Locate the line that contains "Can you locate the white bed". Reproduce it and all following lines up to the end of the material, exactly and with nothing added.

(Excerpts from point annotation data)
--*--

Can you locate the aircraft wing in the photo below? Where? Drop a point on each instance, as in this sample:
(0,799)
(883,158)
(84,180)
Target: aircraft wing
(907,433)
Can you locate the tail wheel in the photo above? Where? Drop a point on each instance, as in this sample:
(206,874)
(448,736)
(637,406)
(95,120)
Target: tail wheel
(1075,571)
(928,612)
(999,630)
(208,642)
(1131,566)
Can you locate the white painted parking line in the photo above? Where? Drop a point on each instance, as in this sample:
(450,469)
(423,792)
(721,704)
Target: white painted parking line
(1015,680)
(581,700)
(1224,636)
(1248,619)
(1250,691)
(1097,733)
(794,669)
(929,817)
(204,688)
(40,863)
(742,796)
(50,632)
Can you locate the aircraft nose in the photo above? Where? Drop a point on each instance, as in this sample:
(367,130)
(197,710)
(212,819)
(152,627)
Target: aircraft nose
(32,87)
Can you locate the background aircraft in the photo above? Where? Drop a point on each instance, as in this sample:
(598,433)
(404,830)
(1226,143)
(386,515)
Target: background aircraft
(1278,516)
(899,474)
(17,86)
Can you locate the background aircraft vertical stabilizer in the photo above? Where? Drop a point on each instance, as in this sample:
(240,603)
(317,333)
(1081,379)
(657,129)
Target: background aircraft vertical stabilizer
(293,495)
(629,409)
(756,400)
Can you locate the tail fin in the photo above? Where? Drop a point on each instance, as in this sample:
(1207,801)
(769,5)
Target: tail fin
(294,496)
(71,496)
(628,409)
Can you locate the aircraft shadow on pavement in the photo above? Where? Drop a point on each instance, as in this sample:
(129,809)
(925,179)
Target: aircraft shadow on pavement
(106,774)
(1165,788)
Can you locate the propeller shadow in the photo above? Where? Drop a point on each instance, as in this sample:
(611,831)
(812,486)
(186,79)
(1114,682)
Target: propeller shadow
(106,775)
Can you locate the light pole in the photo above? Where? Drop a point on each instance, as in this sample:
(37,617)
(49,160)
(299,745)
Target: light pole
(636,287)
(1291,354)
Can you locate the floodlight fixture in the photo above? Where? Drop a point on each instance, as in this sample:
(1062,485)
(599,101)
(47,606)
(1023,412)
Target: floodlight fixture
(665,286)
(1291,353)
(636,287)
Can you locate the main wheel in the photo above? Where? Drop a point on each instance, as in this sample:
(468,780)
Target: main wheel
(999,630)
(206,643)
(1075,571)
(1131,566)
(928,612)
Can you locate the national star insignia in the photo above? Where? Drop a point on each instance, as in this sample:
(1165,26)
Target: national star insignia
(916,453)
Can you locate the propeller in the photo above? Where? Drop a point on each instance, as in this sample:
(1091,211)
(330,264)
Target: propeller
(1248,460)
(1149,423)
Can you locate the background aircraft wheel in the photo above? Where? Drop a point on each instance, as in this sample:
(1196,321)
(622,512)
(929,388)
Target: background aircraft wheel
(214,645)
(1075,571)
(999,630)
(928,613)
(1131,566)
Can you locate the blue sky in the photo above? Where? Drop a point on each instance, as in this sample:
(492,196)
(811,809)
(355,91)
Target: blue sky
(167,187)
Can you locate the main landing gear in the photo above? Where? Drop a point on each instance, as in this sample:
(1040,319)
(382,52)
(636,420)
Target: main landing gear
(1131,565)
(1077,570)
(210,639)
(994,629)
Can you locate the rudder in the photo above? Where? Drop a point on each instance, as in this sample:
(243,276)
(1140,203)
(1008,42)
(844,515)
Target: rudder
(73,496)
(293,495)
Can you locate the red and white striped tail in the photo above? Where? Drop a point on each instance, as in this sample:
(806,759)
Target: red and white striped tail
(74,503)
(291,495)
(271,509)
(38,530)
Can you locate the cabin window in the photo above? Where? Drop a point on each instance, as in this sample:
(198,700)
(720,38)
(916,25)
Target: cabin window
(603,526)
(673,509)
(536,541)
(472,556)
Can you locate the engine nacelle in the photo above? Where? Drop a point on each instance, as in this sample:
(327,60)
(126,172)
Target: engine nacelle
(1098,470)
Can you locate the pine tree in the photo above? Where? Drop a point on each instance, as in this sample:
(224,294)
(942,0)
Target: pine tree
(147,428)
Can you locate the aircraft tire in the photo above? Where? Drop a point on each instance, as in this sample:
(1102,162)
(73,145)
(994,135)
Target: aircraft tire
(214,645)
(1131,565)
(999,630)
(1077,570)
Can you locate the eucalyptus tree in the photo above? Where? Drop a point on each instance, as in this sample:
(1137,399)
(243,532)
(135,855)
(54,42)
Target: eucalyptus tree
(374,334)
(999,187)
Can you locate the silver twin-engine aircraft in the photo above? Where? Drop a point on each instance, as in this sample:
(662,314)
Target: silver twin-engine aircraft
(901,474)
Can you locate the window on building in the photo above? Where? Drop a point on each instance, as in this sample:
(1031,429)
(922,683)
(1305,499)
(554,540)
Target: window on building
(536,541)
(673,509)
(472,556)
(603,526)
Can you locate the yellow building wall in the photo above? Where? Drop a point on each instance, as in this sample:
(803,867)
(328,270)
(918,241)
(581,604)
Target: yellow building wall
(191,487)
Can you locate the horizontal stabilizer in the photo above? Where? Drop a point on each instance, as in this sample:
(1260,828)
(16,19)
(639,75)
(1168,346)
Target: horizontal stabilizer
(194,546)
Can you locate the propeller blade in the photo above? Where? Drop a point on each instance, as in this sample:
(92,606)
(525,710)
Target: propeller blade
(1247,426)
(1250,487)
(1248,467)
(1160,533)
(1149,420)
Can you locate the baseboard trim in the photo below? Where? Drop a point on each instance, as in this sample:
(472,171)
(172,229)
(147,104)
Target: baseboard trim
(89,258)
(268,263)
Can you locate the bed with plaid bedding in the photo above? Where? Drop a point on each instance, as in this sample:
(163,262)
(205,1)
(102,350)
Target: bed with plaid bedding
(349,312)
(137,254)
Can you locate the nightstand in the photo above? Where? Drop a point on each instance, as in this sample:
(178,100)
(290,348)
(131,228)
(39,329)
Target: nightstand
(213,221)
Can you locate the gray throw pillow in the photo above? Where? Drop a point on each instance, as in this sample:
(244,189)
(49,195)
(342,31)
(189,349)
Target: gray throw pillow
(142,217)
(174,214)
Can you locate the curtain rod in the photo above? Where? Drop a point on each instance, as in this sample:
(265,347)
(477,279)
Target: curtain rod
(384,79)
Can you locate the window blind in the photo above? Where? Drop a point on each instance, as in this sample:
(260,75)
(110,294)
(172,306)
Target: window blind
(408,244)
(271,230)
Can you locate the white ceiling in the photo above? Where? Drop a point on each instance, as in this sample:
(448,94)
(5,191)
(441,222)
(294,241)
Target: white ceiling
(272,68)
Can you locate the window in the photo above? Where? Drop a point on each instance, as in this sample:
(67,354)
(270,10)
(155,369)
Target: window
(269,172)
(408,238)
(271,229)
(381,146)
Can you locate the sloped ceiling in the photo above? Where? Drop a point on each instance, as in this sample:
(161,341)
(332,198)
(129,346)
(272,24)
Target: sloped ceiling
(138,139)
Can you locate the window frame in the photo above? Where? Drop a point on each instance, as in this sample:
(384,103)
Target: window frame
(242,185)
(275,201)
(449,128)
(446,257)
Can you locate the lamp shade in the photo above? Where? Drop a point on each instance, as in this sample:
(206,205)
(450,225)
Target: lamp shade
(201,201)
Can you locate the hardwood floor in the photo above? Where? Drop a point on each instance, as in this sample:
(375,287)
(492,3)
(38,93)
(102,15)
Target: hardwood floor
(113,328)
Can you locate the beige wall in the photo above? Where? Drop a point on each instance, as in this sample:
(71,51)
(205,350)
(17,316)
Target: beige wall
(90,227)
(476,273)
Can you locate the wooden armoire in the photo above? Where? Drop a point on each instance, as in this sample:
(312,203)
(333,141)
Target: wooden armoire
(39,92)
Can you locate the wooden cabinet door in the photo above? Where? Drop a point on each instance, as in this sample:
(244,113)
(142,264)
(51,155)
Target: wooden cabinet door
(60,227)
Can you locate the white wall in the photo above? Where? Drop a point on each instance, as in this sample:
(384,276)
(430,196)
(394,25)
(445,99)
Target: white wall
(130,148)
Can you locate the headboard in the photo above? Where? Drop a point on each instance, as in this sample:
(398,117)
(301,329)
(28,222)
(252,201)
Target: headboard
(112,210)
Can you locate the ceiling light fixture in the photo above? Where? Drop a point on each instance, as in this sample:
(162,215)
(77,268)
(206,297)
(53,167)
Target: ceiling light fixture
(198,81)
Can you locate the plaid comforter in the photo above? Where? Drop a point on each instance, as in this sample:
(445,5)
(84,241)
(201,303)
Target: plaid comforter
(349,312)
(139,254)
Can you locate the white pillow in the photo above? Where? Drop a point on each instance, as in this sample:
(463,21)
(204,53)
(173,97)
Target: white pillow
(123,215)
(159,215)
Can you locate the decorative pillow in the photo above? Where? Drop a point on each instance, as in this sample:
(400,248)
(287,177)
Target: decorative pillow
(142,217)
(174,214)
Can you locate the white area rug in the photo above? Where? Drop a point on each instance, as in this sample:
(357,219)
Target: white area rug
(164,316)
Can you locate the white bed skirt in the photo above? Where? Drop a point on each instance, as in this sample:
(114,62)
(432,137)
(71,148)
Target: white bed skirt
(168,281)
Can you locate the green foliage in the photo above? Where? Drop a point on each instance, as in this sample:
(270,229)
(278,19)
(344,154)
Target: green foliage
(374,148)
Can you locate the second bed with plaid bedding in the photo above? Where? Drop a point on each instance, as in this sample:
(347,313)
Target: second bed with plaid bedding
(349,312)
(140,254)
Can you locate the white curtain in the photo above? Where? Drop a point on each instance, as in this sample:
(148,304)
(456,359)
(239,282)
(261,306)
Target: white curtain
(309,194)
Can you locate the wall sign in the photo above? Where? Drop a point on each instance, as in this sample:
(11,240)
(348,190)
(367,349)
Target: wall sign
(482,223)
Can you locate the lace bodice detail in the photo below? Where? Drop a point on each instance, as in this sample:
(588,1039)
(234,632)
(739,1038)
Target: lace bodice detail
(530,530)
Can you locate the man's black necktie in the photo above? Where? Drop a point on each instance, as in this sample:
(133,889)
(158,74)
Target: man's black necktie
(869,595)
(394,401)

--*--

* IN RESPONSE:
Can you locate the white bed skirt in the photo above? Where? Drop a point on each instance, as in this sample:
(114,62)
(432,137)
(71,148)
Target: white bed skirt
(168,281)
Can you locate the green foliage in the photo above? Where? Drop a point on each instance, as in this sample:
(270,229)
(278,19)
(344,154)
Target: green foliage
(374,148)
Can you locate the second bed with plaid bedding in the photo above? Where? Drop a point on each instance, as in this sample:
(347,313)
Target: second bed with plaid bedding
(349,312)
(140,254)
Can you locate the white curtain in the photo above? Where? Drop a point on each instance, as in this sample:
(148,304)
(456,359)
(239,282)
(261,306)
Target: white curtain
(309,194)
Can you locate the wall sign in the photo above? Where? Drop a point on each instance, as in this sample:
(11,240)
(348,190)
(367,349)
Target: wall sign
(482,223)
Can you locate the lace bodice detail in the photo below? Where? Drop a point on each instance, as in this sample:
(588,1039)
(234,632)
(739,1038)
Target: lace bodice detail
(530,530)
Can you locate the man's black necktie in the photo above? Where? Drop a point on each instance, as in this sample:
(133,889)
(158,74)
Target: man's black necktie
(869,595)
(394,401)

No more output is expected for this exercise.